#### Données extraites

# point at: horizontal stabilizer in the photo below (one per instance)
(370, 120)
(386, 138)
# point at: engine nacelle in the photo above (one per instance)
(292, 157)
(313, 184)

########

▶ [Consignes et exigences] Reproduisez toutes les lignes ci-dessus en substituant « one for each instance » à « one per instance », sans rien modifier d'autre.

▶ [Exercice terminé]
# point at: horizontal stabilizer in the photo below (one for each instance)
(370, 120)
(386, 138)
# point at: engine nacelle in the photo above (one for each instance)
(292, 157)
(313, 184)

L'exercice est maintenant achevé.